(Image point annotation records)
++++++++

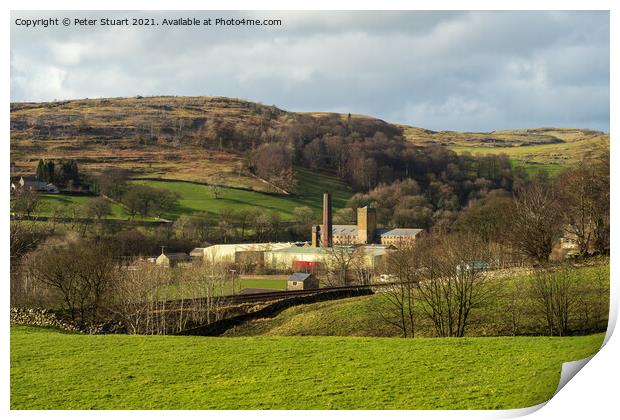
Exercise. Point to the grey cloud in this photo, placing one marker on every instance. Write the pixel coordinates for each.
(440, 70)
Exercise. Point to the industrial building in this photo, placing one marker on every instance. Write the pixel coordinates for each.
(363, 233)
(369, 242)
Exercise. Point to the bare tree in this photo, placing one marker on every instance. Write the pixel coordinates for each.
(133, 293)
(554, 293)
(396, 306)
(340, 263)
(78, 271)
(536, 220)
(452, 283)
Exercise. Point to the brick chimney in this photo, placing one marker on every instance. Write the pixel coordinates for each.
(326, 228)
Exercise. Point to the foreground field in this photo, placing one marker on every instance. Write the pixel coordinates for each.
(158, 372)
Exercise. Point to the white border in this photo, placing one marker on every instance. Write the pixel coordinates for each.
(593, 393)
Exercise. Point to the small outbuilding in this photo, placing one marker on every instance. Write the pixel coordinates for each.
(171, 259)
(302, 281)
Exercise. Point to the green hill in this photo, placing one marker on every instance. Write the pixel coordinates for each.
(552, 149)
(173, 372)
(364, 316)
(311, 186)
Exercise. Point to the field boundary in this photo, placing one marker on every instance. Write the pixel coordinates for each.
(220, 327)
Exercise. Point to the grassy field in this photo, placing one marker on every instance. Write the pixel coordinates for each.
(198, 198)
(550, 149)
(361, 316)
(64, 203)
(168, 372)
(177, 292)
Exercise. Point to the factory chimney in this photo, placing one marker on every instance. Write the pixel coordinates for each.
(326, 228)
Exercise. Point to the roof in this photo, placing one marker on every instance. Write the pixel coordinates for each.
(265, 246)
(399, 232)
(176, 255)
(253, 290)
(197, 252)
(299, 276)
(344, 230)
(300, 250)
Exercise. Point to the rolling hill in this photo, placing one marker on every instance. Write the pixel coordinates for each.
(206, 139)
(174, 372)
(552, 149)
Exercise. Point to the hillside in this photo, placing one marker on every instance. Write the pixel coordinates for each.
(207, 139)
(174, 372)
(362, 316)
(552, 149)
(203, 139)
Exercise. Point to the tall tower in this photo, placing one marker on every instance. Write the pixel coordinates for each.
(326, 228)
(366, 225)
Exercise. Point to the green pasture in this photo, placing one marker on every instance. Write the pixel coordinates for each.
(54, 370)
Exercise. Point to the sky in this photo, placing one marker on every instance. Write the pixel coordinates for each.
(466, 71)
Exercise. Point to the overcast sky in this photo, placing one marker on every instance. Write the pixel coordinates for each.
(476, 71)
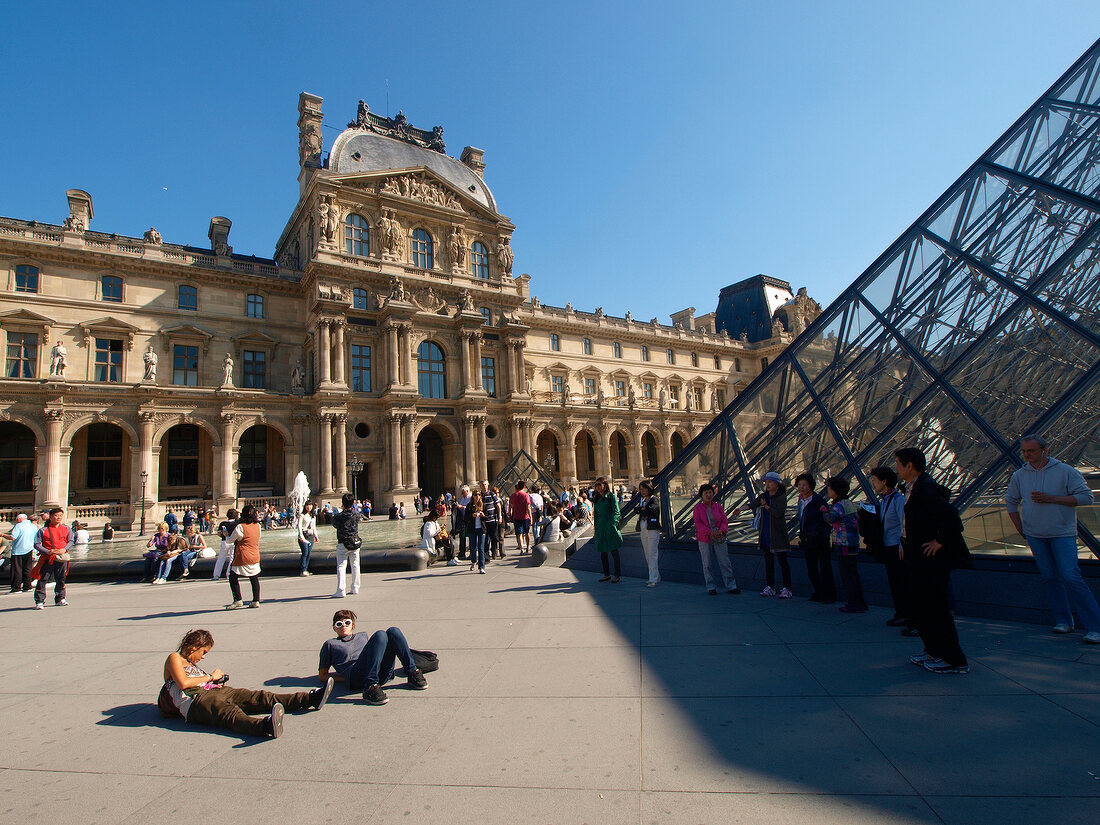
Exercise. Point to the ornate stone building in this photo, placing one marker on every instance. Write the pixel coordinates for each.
(387, 347)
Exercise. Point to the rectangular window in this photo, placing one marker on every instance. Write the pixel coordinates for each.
(22, 355)
(488, 375)
(255, 370)
(188, 298)
(360, 369)
(109, 360)
(185, 365)
(26, 278)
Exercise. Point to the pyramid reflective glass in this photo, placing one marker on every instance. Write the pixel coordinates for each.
(979, 325)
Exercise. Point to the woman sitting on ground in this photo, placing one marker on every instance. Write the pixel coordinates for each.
(202, 699)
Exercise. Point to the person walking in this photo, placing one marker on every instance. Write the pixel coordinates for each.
(1042, 499)
(770, 510)
(349, 543)
(307, 536)
(245, 542)
(814, 540)
(649, 526)
(844, 516)
(605, 532)
(711, 530)
(932, 547)
(891, 512)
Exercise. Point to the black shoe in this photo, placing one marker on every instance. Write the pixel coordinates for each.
(374, 695)
(319, 696)
(274, 722)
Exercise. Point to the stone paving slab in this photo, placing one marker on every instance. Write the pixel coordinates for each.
(559, 700)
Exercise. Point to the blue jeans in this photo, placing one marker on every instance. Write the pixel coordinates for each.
(377, 659)
(1056, 560)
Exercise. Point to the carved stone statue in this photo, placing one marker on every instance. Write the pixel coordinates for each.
(457, 246)
(150, 359)
(228, 377)
(298, 377)
(505, 256)
(58, 359)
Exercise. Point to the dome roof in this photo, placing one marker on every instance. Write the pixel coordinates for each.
(359, 151)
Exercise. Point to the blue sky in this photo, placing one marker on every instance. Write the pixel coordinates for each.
(648, 153)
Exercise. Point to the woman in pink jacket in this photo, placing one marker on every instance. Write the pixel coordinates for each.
(711, 529)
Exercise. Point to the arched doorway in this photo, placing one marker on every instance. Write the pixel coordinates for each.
(260, 462)
(585, 451)
(548, 454)
(649, 453)
(97, 471)
(430, 463)
(618, 457)
(17, 464)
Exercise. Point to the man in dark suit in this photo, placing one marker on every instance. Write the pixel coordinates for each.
(933, 546)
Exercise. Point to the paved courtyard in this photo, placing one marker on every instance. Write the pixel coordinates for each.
(559, 700)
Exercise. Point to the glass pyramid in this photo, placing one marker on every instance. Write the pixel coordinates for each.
(979, 325)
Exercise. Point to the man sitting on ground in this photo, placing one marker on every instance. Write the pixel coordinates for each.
(366, 662)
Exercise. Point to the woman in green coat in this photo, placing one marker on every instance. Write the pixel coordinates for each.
(606, 534)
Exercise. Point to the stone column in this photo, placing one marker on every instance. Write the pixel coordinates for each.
(228, 496)
(409, 450)
(340, 454)
(464, 361)
(395, 451)
(326, 453)
(406, 330)
(604, 453)
(52, 495)
(482, 451)
(475, 358)
(570, 458)
(325, 350)
(468, 449)
(392, 354)
(339, 375)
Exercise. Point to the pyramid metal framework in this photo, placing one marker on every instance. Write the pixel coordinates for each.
(979, 325)
(521, 466)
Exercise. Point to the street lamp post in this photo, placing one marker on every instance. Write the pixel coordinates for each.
(354, 468)
(144, 481)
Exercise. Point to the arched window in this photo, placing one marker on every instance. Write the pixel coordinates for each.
(422, 252)
(356, 235)
(479, 260)
(110, 287)
(431, 371)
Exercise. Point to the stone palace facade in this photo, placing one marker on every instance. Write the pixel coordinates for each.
(387, 347)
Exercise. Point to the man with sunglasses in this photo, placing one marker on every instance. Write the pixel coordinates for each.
(366, 661)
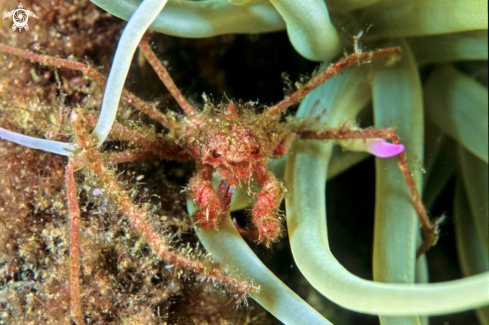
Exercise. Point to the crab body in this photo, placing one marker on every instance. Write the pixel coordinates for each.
(237, 147)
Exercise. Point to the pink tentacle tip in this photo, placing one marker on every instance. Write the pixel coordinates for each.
(384, 149)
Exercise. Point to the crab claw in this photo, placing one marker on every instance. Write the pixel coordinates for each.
(382, 148)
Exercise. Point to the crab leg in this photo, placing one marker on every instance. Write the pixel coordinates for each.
(384, 149)
(212, 206)
(165, 76)
(75, 303)
(264, 212)
(329, 72)
(145, 107)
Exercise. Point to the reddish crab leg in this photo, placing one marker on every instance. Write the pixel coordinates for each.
(332, 70)
(429, 230)
(264, 212)
(212, 206)
(146, 108)
(75, 303)
(165, 76)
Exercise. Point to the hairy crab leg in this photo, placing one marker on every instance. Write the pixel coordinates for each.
(163, 147)
(145, 107)
(356, 58)
(91, 158)
(212, 205)
(384, 149)
(165, 76)
(74, 210)
(264, 212)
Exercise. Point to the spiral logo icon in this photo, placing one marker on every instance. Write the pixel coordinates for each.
(20, 17)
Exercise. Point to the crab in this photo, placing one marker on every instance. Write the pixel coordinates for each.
(237, 143)
(231, 139)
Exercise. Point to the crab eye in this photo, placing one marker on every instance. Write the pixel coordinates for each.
(213, 154)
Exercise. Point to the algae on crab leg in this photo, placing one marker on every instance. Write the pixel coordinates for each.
(397, 100)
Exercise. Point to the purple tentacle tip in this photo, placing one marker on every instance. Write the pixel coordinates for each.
(384, 149)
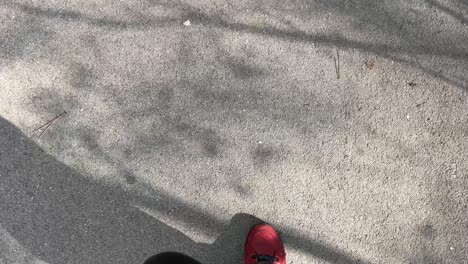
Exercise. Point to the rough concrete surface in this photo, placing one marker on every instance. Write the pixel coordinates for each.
(187, 122)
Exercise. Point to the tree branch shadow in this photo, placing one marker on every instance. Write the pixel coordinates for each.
(61, 216)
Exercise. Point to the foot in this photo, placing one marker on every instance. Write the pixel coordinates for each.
(264, 246)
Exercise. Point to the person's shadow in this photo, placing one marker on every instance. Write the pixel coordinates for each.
(60, 216)
(50, 213)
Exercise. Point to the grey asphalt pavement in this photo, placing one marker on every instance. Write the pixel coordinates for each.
(177, 125)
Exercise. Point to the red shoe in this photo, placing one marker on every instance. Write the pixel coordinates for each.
(264, 246)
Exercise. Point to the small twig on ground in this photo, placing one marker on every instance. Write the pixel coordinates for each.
(48, 124)
(337, 64)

++++++++

> **Request**:
Please rewrite the records above, beginning at the line that contains "Exercise. Point to the crab in" and going through the end of the records, and shift every coordinate by adding 34 to each of its numbers. Leave the pictures out.

> **Correct output**:
Exercise. Point to the crab in this photo, placing one marker on every instance. Write the pixel coordinates for each.
(271, 177)
(265, 173)
Exercise. Point to the crab eye in this photo, placing one marker on every instance. Write the pixel coordinates for each.
(247, 188)
Exercise. Point to the algae on crab leg in this photo, placing one marker on every instance. Write the pixel coordinates for each.
(431, 134)
Exercise. Point to the purple tentacle tip in this photo, placing one marker on every instance. Write the pixel coordinates for each.
(418, 183)
Exercise. Point to the rough concrete surface in this photo, placing one marker on every instance. Write the pixel coordinates for each.
(221, 156)
Exercise. Point to the tree branch shadow in this photo, placing one marker on every instance. Write the pixel coordinates for each.
(95, 250)
Exercise. Point to the foot in this photo, placing one marker on every instance. Write the pixel coordinates for each.
(298, 280)
Exercise. Point to the person's shadow in this photo, placing one marker on every instance. Write the pixel coordinates for each.
(94, 250)
(84, 247)
Exercise. Point to the grey asphalt pavement in this photo, placing one marker on every instance. Write the pixel coordinates for each.
(211, 159)
Exercise. Point to the red shoe in this photo, placing one marker on every instance. Write the pixel coordinates for each.
(298, 280)
Exercise. Point to the small twig on ground in this photo, placing one marker on every instance. Write the pixel coordinates for each.
(82, 158)
(371, 98)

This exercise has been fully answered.